Prompt —
Rewrite a part of the Metamath theorem page, replacing "operation" with "function". Begin at the words "Theorem vtxdgop" and stop after "iEdg ‘ 𝐺 ) ) )".

Document segment —
____
Metamath Proof Explorer

Theorem vtxdgop

Description: The vertex degree expressed as operation. (Contributed by AV, 12-Dec-2021)

		Ref	Expression
	Assertion	vtxdgop	⊢ ( 𝐺 ∈ 𝑊 → ( VtxDeg ‘ 𝐺 ) = ( ( Vtx ‘ 𝐺 ) VtxDeg ( iEdg ‘ 𝐺 ) ) )
____
Supplied information —
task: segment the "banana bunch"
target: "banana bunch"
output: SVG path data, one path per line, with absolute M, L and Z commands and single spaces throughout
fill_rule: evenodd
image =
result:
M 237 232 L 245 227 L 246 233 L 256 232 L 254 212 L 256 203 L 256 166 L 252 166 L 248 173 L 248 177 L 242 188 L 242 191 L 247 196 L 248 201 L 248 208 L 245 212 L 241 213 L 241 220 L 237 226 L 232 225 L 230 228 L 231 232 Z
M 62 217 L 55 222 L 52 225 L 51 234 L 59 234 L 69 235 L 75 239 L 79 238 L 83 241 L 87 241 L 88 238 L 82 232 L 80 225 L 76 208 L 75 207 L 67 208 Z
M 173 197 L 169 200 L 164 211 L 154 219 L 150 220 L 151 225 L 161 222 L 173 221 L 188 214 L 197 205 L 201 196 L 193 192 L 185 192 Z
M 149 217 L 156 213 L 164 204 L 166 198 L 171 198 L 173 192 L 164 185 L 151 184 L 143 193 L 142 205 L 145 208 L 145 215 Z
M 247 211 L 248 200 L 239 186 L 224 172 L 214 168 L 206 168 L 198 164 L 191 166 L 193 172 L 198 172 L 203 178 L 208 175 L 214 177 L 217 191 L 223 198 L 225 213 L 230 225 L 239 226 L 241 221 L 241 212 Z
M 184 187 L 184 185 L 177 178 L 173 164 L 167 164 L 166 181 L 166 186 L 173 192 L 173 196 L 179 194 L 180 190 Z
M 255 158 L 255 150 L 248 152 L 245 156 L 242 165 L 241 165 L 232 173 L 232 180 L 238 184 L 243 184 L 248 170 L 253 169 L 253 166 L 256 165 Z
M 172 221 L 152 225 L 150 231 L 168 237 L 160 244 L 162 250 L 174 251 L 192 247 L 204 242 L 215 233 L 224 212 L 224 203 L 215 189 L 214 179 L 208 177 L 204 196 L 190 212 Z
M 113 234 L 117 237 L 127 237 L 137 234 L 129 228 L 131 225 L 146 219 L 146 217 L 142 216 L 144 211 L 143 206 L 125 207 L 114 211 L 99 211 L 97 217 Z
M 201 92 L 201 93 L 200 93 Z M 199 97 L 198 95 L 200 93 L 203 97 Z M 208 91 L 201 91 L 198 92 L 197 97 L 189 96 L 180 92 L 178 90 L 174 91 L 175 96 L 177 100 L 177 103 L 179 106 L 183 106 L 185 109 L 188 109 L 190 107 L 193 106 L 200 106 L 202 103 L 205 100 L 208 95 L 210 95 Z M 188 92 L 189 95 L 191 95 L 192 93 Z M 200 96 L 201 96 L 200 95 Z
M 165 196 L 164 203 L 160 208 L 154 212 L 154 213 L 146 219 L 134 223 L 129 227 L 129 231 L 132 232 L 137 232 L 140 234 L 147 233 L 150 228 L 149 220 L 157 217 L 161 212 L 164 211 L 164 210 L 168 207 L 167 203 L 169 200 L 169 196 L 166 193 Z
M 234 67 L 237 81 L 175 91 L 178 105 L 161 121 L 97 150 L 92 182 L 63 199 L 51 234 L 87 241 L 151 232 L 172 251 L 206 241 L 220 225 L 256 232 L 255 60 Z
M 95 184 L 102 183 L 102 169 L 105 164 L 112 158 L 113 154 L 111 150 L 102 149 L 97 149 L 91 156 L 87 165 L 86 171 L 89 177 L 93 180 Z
____
Solution for this problem —
Theorem vtxdgop

Description: The vertex degree expressed as function. (Contributed by AV, 12-Dec-2021)

		Ref	Expression
	Assertion	vtxdgop	⊢ ( 𝐺 ∈ 𝑊 → ( VtxDeg ‘ 𝐺 ) = ( ( Vtx ‘ 𝐺 ) VtxDeg ( iEdg ‘ 𝐺 ) ) )